:: The problem ::
Restate every line of the material below word for word, skipping the images.

:: Dataset excerpts ::
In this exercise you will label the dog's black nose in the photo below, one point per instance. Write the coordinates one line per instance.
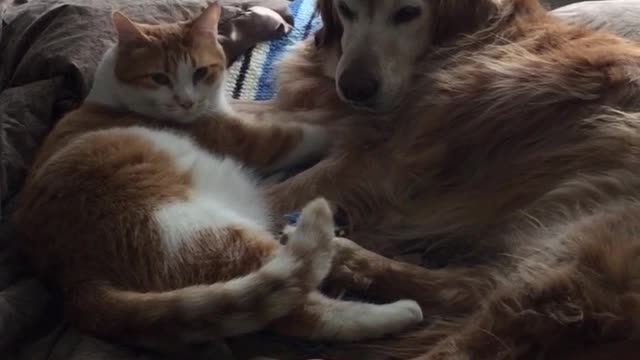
(357, 86)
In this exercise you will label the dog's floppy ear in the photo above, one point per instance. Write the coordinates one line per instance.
(331, 30)
(455, 17)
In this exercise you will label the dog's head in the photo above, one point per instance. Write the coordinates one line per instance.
(380, 42)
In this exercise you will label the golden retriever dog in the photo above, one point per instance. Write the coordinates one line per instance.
(502, 139)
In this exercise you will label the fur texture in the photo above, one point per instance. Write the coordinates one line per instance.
(512, 153)
(140, 209)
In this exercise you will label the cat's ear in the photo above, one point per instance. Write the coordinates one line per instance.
(206, 25)
(128, 31)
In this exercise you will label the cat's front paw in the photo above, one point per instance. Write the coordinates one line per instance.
(311, 239)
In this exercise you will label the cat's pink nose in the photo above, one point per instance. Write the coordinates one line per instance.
(184, 103)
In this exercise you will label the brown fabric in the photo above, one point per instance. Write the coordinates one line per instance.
(48, 51)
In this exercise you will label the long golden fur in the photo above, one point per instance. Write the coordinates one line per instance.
(515, 157)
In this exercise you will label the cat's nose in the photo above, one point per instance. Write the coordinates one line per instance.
(184, 103)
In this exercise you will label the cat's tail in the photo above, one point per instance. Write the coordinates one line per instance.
(201, 313)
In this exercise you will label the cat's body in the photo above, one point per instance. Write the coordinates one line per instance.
(140, 209)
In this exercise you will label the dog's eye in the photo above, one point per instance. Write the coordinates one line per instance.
(406, 14)
(345, 11)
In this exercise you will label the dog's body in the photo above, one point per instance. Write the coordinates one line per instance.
(510, 140)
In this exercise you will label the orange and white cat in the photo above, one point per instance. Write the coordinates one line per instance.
(139, 207)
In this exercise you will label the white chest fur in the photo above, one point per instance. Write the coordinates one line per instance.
(224, 193)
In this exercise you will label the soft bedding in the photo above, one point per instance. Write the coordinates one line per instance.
(48, 51)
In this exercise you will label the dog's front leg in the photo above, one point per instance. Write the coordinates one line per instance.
(321, 180)
(439, 292)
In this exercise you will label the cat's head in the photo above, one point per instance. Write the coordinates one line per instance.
(170, 71)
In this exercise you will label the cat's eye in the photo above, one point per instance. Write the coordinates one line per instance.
(406, 14)
(161, 79)
(346, 11)
(200, 74)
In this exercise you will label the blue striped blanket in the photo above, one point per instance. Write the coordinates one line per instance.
(252, 77)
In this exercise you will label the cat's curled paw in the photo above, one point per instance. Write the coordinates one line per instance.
(311, 240)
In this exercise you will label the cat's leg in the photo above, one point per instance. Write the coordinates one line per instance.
(197, 314)
(266, 145)
(325, 319)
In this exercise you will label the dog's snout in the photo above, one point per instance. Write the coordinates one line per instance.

:: Finished exercise ::
In this exercise you will label the dog's black nose in the photo below, one point per instance. Write the coordinates one line per instance.
(357, 86)
In this exercise you will label the dog's floppy ear in the photo above, one point per instance. Write the coordinates one line per instance.
(331, 30)
(455, 17)
In this exercise you will label the dog's head in the photo above, one point per instance. Write the coordinates one line per instance.
(380, 42)
In this exercise you will label the golden retriever dog in the photo above, one point per instance. Write the coordinates one line per instance.
(502, 139)
In this exercise you will label the fur texture in the photo above, one point per instance. Write the coordinates one line per instance.
(512, 153)
(140, 209)
In this exercise you will label the cat's ear in the photo above, one point per instance. Write the coordinates one line per instance.
(206, 25)
(128, 31)
In this exercise you will label the cat's front paw in the photo above, one point per instance. Write the coordinates one line per instance.
(311, 239)
In this exercise you will label the cat's pink nose in the photo above, one point per instance. Write the coordinates one line per instance.
(184, 103)
In this exercise you will label the brown fabric in the photo above, one point per instance. Write the coordinates one line per instance.
(48, 51)
In this exercise you will label the long golden fur in the photo above, one point per instance. Write the coordinates one line per instance.
(515, 157)
In this exercise you will label the cat's nose in the photo above, one point per instance. Write the coordinates one line per instance.
(184, 103)
In this exercise you will label the cat's tail in the photo above, one point per instance. Write the coordinates one line per instance.
(201, 313)
In this exercise you will label the cat's body in the photo above, one point per instance. Write the coordinates one line per instance.
(140, 209)
In this exercise you will label the dog's eye in the photo above, one point per instance. Write the coordinates one line per instance.
(406, 14)
(345, 11)
In this exercise you will label the dog's body in the photo above, one point per instance. Write the coordinates one line per instance.
(510, 140)
In this exercise you will label the orange and white cat in the photo above, one point per instance. Write the coordinates one line per instance.
(139, 207)
In this exercise you will label the white chest fur in the photo above, one point per instance. Write the coordinates one line per instance.
(224, 193)
In this exercise you will label the soft bedding in the photo above, one point per instance. Write the coordinates one line per instance.
(48, 51)
In this exercise you will label the dog's front leg in the photo above, one point per instance. Write the coordinates one line per instance.
(321, 180)
(439, 292)
In this exercise you will label the cat's head in the photo above, one point per instance. Write the coordinates one line per instance.
(170, 71)
In this exercise you will label the cat's eye in the photo above, one point per instance. Write the coordinates one line per instance.
(406, 14)
(161, 79)
(346, 11)
(200, 74)
In this exercise you will label the blue striped blanket in the photo above, one point per instance. Write the coordinates one line per instance.
(252, 77)
In this exercise you will label the cat's curled paw in the photo above, one point per instance. Write the coordinates one line per instance.
(311, 240)
In this exercise you will label the cat's leg in the photo above, one point per instance. Write the coordinates one line per instance.
(197, 314)
(266, 145)
(325, 319)
In this exercise you will label the dog's snout in the photo above, one point per instance. Write the coordinates one line per instance.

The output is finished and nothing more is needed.